● **SOURCE EXCERPT**
────

To form a hydrophilic surface layer, the paper with the dried middle layer is then fed through a suitable coating station 8, and then to a suitable coater 9, such as a blade coater, an air knife coater, a rod coater, a wire bar coater, a roll coater, a gravure coater, or a die coater, to apply the coating color described above so that the absolute dry weight percent ranges between 1-6 g/m2, and preferably ranges 2-4 g/m2, and the coat is then dried for 40-70 seconds at 105°-120° C. The plate is wound on a take up reel 11.
In addition to forming a water resistant middle layer and a hydrophilic surface layer on the base paper, or to applying a curl prevention processing on the other side as described above, if these layers are coated on one side, a surface smoothing treatment that provides smoothness on the surface of the paper plate can be made as seen in FIG. 3 by moving the coated paper from the take up reel 11 through a super calender or similar smoothing device 12 by a take up reel 13.
In the following, the invention is explained in detail by examples.
As a base paper the wood free paper of basis weight 95 g/m2 was used. On one side of it a water resistant middle layer was formed by coating weight 3 g/m2 of water resistant dispersion with the component ratios as below using a blade coater and drying it for 30 seconds at 120° C. Then a hydrophilic surface layer was formed by coating weight 3 g/m2 of hydrophilic coating color with the component ratios as below using an air knife coater and drying it for 60 seconds at 120° C. Finally, a surface smoothing treatment was applied by using a super calender at a roll temperature of 40° C., line pressure of 130 kg/cm, and nine nips. This paper plate for office offset printing was obtained by the processes described above.
MBR group synthetic latex (Polilac 750N by Mitsui Toatsu Kagaku, Co., Ltd.): 100 weight percent.
Ground calcium carbonate (Softon 1500 by Bihoku Funka Kogyo Co., Ltd.): 50 weight percent.
Carboxymethyl cellulose (CMC 1173 by Daiseru Kagaku, Co., Ltd.): 1 weight percent.
For the above mixtue, a water coating color of 40% solid was prepared.
Colloidal silica (Cataloid SI-30 with particle size 10 nm by Syokubai Kagaku Kogyo Co., Ltd.): 100 weight percent.
Ground Calcium Carbonate (Softon 2200 by Bihoku Funka Kogyo, Co., Ltd.): 100 weight percent
Carboxymethyl cellulose (CMC 1173 by Daiseru Kagaku Co., Ltd.): 15 weight percent, SBR group synthetic latex (L-1622 by Asahi Kasei Kogyo Co., Ltd.): 15 weight percent.
CMC cross linking agent (Glyoxal by Nihon Gosei Kagaku Kogyo, Co., Ltd.): 0.7 weight percent.
Water resistant agent (Sumilase 613 by Sumitomo Kagaku Kogyo Co., Ltd.): 1 weight percent.
Slip agent (JW-26 by Johnson Polymer): 10 weight percent.
For the above mixture, a water coating color of 15% solid was prepared.
In the same way as in Example 1, a paper plate for office offset printing plate was obtained, except use was made for a different colloidal silica (Snowtex S with particle size 7-9 nm by Nissan Kagaku Kogyo, Co., Ltd.) as the component for a hydrophilic surface layer.

────

● **PROBLEMS AND TASKS**
1. In the paper plate excerpt, what roll temperature did the super calender use in the surface smoothing treatment?
2. Collect each line in the rows below that contains the word "handle". Case matters.

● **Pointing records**
────

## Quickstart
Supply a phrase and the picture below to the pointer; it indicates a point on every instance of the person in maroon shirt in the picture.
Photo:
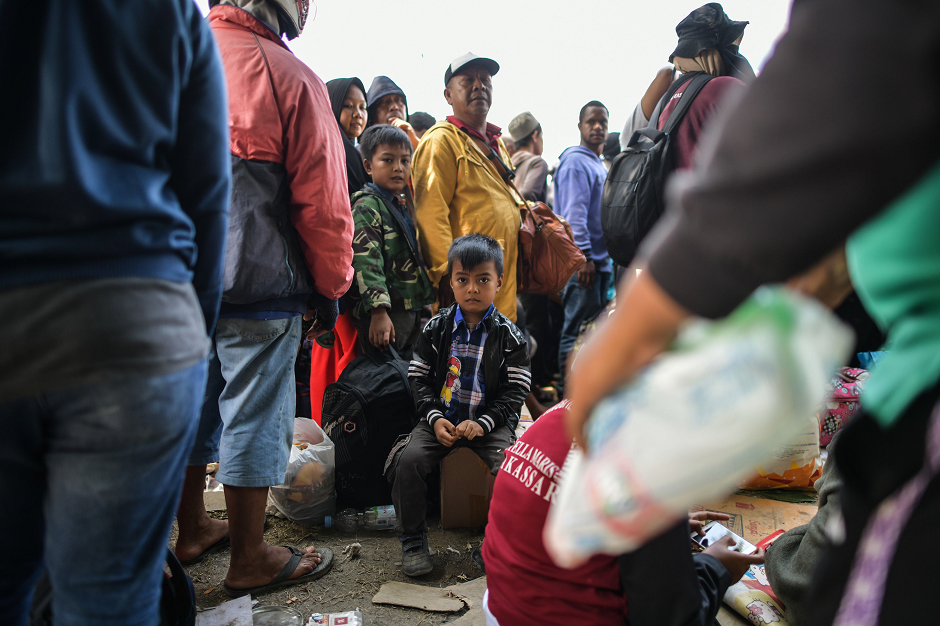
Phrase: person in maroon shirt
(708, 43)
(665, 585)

────

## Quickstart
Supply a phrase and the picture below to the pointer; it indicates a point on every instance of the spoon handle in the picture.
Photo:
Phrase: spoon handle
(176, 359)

────

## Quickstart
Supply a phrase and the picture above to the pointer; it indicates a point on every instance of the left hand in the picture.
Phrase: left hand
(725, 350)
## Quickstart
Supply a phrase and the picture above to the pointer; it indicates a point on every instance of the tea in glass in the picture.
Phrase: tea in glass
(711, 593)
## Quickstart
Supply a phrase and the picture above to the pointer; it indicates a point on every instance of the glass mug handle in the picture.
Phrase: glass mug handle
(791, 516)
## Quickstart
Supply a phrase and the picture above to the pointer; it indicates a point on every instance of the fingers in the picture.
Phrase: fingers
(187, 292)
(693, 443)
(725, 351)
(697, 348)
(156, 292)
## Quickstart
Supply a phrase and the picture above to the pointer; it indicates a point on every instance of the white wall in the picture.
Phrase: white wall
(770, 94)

────

● **EXPECTED ANSWERS**
1. 40° C

2.
Supply a phrase and the picture below to the pointer; it indicates a point on every instance of the spoon handle in the picture.
Phrase: spoon handle
Supply a phrase and the picture above to the pointer; it indicates a point on every instance of the glass mug handle in the picture.
Phrase: glass mug handle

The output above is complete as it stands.